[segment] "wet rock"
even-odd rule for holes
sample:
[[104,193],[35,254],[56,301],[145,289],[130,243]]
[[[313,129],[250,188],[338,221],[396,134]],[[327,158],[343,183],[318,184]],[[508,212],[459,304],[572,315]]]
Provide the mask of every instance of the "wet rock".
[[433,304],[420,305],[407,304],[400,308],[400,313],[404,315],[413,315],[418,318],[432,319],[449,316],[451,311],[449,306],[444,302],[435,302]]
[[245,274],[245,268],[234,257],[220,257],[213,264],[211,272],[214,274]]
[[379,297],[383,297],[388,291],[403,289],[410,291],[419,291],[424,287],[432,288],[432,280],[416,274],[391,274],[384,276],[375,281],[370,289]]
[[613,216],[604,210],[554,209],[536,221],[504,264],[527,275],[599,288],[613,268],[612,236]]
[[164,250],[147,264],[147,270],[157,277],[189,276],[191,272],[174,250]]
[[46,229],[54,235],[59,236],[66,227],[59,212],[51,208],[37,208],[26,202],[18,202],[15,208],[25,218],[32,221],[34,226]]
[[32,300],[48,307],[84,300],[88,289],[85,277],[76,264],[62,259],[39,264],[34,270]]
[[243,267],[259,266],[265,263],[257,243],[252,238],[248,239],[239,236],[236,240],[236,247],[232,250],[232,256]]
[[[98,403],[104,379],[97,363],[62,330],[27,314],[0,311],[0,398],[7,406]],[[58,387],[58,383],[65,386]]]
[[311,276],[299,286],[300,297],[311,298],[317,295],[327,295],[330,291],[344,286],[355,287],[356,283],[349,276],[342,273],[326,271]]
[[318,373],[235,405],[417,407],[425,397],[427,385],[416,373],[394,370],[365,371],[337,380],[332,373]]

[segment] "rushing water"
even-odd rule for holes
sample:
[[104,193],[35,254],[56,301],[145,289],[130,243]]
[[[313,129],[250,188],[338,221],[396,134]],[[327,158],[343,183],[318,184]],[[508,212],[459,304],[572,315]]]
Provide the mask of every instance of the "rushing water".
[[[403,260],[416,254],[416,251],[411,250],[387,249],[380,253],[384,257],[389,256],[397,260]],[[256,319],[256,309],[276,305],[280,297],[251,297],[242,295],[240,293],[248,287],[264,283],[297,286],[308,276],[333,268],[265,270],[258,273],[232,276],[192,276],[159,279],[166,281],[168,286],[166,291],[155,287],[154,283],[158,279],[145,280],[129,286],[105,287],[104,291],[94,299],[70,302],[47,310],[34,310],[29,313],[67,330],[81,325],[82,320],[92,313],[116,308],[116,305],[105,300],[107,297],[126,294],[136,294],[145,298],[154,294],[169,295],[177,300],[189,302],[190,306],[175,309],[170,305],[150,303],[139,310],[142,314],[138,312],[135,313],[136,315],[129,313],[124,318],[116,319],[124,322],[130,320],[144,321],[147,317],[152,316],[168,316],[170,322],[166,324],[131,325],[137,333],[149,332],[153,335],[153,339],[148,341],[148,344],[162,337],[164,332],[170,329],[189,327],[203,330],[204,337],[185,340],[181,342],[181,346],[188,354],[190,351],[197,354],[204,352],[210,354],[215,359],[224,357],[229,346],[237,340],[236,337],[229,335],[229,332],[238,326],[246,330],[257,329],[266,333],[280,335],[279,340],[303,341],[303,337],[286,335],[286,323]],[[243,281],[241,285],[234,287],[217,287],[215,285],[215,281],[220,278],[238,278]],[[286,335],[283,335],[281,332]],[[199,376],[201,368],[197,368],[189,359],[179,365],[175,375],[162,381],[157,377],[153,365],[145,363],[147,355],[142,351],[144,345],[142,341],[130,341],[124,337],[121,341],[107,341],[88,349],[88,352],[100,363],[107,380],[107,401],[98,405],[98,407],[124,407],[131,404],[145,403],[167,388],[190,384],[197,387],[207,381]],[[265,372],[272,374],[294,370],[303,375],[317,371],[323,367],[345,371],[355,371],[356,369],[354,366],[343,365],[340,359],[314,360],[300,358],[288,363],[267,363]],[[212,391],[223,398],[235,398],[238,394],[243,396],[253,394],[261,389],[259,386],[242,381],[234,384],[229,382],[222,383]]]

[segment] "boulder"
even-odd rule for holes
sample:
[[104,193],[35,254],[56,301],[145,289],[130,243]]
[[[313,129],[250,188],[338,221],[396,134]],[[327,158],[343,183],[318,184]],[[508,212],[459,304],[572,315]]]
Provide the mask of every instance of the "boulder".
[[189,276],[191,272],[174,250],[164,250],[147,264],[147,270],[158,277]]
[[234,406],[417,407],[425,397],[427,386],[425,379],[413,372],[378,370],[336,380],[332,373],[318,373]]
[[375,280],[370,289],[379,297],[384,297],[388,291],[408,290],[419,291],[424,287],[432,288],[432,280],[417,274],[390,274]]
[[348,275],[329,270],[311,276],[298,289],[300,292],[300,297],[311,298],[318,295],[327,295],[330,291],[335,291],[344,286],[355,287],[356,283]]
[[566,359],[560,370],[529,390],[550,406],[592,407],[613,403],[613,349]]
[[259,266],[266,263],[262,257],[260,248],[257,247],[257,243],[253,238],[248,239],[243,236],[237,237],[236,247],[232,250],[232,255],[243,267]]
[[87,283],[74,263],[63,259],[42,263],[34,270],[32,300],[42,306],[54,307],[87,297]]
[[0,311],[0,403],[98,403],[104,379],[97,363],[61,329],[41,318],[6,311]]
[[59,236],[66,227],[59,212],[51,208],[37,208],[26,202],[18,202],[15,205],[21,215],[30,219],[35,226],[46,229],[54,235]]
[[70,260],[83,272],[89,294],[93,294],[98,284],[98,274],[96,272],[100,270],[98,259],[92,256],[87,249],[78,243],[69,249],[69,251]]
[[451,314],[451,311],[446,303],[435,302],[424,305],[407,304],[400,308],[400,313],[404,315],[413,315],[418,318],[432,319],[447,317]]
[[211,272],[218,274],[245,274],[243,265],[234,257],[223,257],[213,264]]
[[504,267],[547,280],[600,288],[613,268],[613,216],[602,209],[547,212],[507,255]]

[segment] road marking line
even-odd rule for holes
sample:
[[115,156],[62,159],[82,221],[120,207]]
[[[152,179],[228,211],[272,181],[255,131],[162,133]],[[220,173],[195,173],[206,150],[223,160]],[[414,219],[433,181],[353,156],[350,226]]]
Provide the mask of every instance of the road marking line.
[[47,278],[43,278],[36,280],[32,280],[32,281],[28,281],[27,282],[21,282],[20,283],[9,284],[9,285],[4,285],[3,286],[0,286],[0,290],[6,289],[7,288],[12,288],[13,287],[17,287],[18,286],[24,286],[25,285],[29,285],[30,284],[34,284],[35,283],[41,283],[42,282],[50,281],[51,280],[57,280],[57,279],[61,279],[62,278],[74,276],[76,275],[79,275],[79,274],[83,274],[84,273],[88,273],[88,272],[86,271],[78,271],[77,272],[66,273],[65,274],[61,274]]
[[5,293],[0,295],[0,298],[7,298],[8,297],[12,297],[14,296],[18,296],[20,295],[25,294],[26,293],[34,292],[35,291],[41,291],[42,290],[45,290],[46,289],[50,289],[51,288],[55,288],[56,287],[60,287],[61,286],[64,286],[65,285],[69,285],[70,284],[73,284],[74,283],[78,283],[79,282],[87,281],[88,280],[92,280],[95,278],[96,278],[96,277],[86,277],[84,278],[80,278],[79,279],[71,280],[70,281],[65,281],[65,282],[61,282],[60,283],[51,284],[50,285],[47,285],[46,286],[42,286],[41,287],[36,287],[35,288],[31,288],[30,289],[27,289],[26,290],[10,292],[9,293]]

**YOUR TASK:**
Extract, word for word, each line of the listing above.

**SOLUTION FOR THIS TASK:**
[segment] "wet rock"
even-odd rule for holes
sample:
[[104,193],[35,254],[56,301],[145,289],[130,243]]
[[[313,129],[250,188],[338,221],[396,134]],[[327,158],[343,183],[318,184]],[[508,212],[459,304],[572,315]]]
Provide the mask of every instance of the "wet rock".
[[433,304],[420,305],[407,304],[400,308],[400,313],[404,315],[413,315],[418,318],[432,319],[449,316],[451,311],[449,306],[444,302],[435,302]]
[[245,274],[245,268],[234,257],[220,257],[213,264],[211,272],[214,274]]
[[379,297],[383,297],[388,291],[403,289],[410,291],[419,291],[424,287],[432,288],[432,280],[416,274],[391,274],[384,276],[375,281],[370,289]]
[[613,216],[604,210],[554,209],[536,221],[504,264],[527,275],[599,288],[613,268],[612,236]]
[[164,250],[147,264],[147,270],[157,277],[189,276],[191,272],[174,250]]
[[46,229],[54,235],[59,236],[66,227],[59,212],[51,208],[37,208],[26,202],[18,202],[15,208],[25,218],[32,221],[34,226]]
[[32,300],[48,307],[84,300],[88,289],[85,277],[76,264],[62,259],[39,264],[34,270]]
[[243,267],[259,266],[265,263],[257,243],[252,238],[248,239],[239,236],[236,240],[236,247],[232,250],[232,256]]
[[[98,403],[104,379],[97,363],[62,330],[27,314],[0,311],[0,398],[7,406]],[[58,387],[58,383],[65,386]]]
[[311,276],[299,286],[300,297],[311,298],[317,295],[327,295],[330,291],[344,286],[355,287],[356,283],[349,276],[342,273],[326,271]]
[[318,373],[235,405],[417,407],[425,397],[427,385],[416,373],[394,370],[365,371],[337,380],[332,373]]

[segment] "rushing water"
even-odd rule for holes
sample:
[[104,193],[35,254],[56,301],[145,289],[130,243]]
[[[313,129],[250,188],[338,221],[396,134]],[[327,158],[343,183],[318,184]],[[508,212],[459,304],[572,315]]]
Provide the mask of every instance of the "rushing water".
[[[403,260],[416,254],[416,251],[411,250],[387,249],[380,253],[384,257],[389,256],[397,260]],[[256,319],[256,309],[276,305],[280,297],[251,297],[242,295],[240,293],[248,287],[264,283],[297,286],[308,276],[333,268],[265,270],[258,273],[232,276],[192,276],[159,279],[166,281],[168,286],[166,291],[155,287],[154,283],[158,279],[145,280],[129,286],[105,287],[104,291],[94,299],[70,302],[47,310],[34,310],[29,313],[67,330],[81,325],[82,320],[92,313],[116,308],[116,305],[105,300],[107,297],[126,294],[136,294],[145,298],[154,294],[169,295],[177,300],[189,302],[190,306],[175,309],[170,305],[150,303],[139,310],[142,314],[138,312],[135,313],[136,315],[129,313],[124,318],[116,319],[124,322],[130,320],[144,321],[147,317],[152,316],[168,316],[170,322],[166,324],[131,325],[137,333],[149,332],[153,335],[153,339],[148,341],[148,344],[162,337],[164,332],[170,329],[189,327],[203,330],[204,337],[185,340],[181,342],[181,346],[188,354],[190,351],[197,354],[204,352],[210,354],[215,359],[224,357],[229,346],[237,340],[236,337],[229,335],[229,332],[238,326],[246,330],[257,329],[266,333],[280,335],[279,340],[303,341],[303,337],[286,335],[286,323]],[[243,281],[241,285],[234,287],[217,287],[215,285],[215,281],[220,278],[238,278]],[[286,335],[283,335],[281,332]],[[199,376],[201,368],[197,368],[189,359],[179,365],[175,375],[162,381],[157,377],[153,365],[145,363],[147,355],[142,351],[144,345],[142,341],[130,341],[124,337],[121,341],[107,341],[88,349],[88,352],[100,363],[107,380],[107,401],[98,405],[98,407],[124,407],[131,404],[145,403],[167,388],[190,384],[197,387],[207,381]],[[265,372],[272,374],[294,370],[303,375],[317,371],[323,367],[345,371],[355,371],[356,369],[354,366],[343,365],[340,359],[314,360],[300,358],[288,363],[267,363]],[[212,391],[223,398],[235,398],[238,394],[243,396],[253,394],[261,389],[259,386],[242,381],[234,384],[229,382],[222,383]]]

[segment] "boulder"
even-odd rule for holes
sample:
[[104,193],[35,254],[56,301],[145,289],[130,243]]
[[[313,129],[250,188],[338,221],[396,134]],[[327,158],[343,183],[318,184]],[[508,212],[459,304],[572,315]]]
Provide the mask of every instance of the "boulder".
[[189,276],[191,272],[174,250],[164,250],[147,264],[147,270],[158,277]]
[[234,406],[417,407],[425,397],[427,386],[425,379],[413,372],[378,370],[336,380],[332,373],[318,373]]
[[375,280],[370,289],[379,297],[384,297],[388,291],[408,290],[419,291],[424,287],[432,288],[432,280],[417,274],[390,274]]
[[348,275],[329,270],[311,276],[298,289],[300,292],[300,297],[311,298],[318,295],[327,295],[330,291],[335,291],[344,286],[355,287],[356,283]]
[[566,359],[560,370],[529,390],[550,406],[592,407],[613,403],[613,349]]
[[259,266],[266,263],[262,257],[260,248],[257,247],[257,243],[253,238],[248,239],[243,236],[237,237],[236,247],[232,250],[232,255],[243,267]]
[[87,283],[74,263],[63,259],[42,263],[34,270],[32,300],[42,306],[54,307],[87,297]]
[[0,311],[0,403],[98,403],[104,379],[97,363],[61,329],[41,318],[6,311]]
[[59,236],[66,227],[59,212],[51,208],[37,208],[26,202],[18,202],[15,205],[21,215],[30,219],[35,226],[46,229],[54,235]]
[[70,260],[83,272],[89,294],[93,294],[98,284],[98,274],[96,272],[100,270],[98,259],[92,256],[87,249],[78,243],[69,249],[69,251]]
[[451,314],[451,311],[446,303],[435,302],[424,305],[407,304],[400,308],[400,313],[404,315],[413,315],[418,318],[432,319],[447,317]]
[[211,272],[218,274],[245,274],[243,265],[234,257],[223,257],[213,264]]
[[504,267],[547,280],[600,288],[613,268],[613,216],[602,209],[547,212],[507,255]]

[segment] road marking line
even-odd rule for holes
sample:
[[115,156],[62,159],[82,221],[120,207]]
[[[152,179],[228,211],[272,181],[255,131],[162,133]],[[220,173],[195,173],[206,150],[223,160]],[[414,219],[433,181],[353,156],[350,226]]]
Provide the mask of every instance of the road marking line.
[[47,278],[43,278],[36,280],[32,280],[32,281],[28,281],[27,282],[21,282],[20,283],[9,284],[9,285],[4,285],[3,286],[0,286],[0,290],[6,289],[7,288],[12,288],[13,287],[17,287],[18,286],[24,286],[25,285],[29,285],[30,284],[34,284],[35,283],[41,283],[42,282],[50,281],[51,280],[57,280],[57,279],[61,279],[62,278],[74,276],[76,275],[79,275],[79,274],[83,274],[84,273],[88,273],[88,272],[86,271],[78,271],[77,272],[66,273],[65,274],[61,274]]
[[5,293],[0,295],[0,298],[7,298],[8,297],[12,297],[14,296],[18,296],[20,295],[25,294],[26,293],[34,292],[35,291],[41,291],[42,290],[45,290],[46,289],[50,289],[51,288],[55,288],[56,287],[60,287],[61,286],[64,286],[65,285],[69,285],[70,284],[73,284],[74,283],[78,283],[79,282],[87,281],[88,280],[92,280],[95,278],[96,278],[96,277],[86,277],[84,278],[80,278],[79,279],[71,280],[70,281],[65,281],[65,282],[61,282],[60,283],[51,284],[50,285],[47,285],[46,286],[42,286],[41,287],[36,287],[35,288],[31,288],[30,289],[27,289],[26,290],[10,292],[9,293]]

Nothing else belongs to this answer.